(A block of data)
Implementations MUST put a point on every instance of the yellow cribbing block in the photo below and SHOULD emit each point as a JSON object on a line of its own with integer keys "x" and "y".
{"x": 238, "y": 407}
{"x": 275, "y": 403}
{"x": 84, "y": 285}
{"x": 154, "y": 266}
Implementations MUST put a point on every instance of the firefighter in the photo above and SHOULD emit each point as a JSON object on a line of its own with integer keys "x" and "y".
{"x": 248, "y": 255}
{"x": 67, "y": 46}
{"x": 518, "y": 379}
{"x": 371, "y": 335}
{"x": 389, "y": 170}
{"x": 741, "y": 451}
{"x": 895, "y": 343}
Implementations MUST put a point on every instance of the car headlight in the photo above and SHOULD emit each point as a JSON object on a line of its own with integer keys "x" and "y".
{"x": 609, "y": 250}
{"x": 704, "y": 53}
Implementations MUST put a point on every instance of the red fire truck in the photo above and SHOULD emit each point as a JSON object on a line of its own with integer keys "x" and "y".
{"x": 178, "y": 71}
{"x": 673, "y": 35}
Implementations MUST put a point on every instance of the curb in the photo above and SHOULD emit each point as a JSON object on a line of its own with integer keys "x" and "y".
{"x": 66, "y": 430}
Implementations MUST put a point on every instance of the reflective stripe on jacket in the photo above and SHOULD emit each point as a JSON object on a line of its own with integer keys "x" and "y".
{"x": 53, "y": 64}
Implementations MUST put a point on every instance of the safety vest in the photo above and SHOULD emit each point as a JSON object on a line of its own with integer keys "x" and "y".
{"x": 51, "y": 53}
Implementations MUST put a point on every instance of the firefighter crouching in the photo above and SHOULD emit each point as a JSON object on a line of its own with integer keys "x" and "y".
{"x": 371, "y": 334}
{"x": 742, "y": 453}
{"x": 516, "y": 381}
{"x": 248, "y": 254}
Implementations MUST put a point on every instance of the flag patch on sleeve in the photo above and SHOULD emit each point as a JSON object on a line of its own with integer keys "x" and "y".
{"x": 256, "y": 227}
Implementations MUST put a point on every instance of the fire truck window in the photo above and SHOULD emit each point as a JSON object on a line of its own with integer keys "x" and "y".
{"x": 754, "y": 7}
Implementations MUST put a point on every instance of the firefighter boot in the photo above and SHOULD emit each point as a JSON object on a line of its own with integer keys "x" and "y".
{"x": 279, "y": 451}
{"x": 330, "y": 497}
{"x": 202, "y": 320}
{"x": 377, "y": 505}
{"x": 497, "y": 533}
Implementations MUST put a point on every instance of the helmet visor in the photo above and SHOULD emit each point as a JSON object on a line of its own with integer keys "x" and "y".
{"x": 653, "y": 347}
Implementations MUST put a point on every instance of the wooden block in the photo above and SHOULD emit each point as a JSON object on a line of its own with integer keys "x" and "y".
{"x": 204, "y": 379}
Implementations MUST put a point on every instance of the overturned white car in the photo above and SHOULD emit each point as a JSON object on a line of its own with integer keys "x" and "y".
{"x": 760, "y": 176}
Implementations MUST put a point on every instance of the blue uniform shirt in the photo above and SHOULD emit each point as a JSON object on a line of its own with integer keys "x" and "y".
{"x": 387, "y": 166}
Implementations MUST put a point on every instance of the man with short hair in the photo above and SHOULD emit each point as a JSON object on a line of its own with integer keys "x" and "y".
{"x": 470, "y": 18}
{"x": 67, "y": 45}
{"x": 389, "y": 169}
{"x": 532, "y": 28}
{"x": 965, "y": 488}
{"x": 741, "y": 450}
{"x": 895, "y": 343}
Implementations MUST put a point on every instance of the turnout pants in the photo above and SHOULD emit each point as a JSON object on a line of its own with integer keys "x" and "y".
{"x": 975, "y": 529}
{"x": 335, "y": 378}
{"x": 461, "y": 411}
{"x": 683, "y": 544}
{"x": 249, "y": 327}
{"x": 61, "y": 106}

What to do
In the listing above, find the line containing "of the overturned", then reproduce it and each line after it through the end, exactly and with nothing added.

Solution for this exercise
Implementations MUST put a point on every instance of the overturned white car in the photo above and SHOULD emit each point as a JSON object on a line of its own with integer keys "x" and "y".
{"x": 760, "y": 176}
Implementations MUST put a point on every instance of the blue uniform shirt in the photo above and SHOULD emit each point as a JSON object on a line of its own with integer keys "x" and "y".
{"x": 387, "y": 166}
Implementations MUST put a point on every instance of the man with short hair in the photo above and SHOULD emit each point as a JSON object on a line of its own with integer keys "x" and "y".
{"x": 470, "y": 18}
{"x": 67, "y": 45}
{"x": 389, "y": 169}
{"x": 532, "y": 28}
{"x": 965, "y": 488}
{"x": 741, "y": 450}
{"x": 895, "y": 343}
Implementations MUST put a point on every instance of the turnout pants in the photo above and SHOULD emit each point as a JSON object on a line of its own with integer keys "x" and "y".
{"x": 975, "y": 529}
{"x": 335, "y": 378}
{"x": 461, "y": 411}
{"x": 683, "y": 544}
{"x": 249, "y": 327}
{"x": 61, "y": 106}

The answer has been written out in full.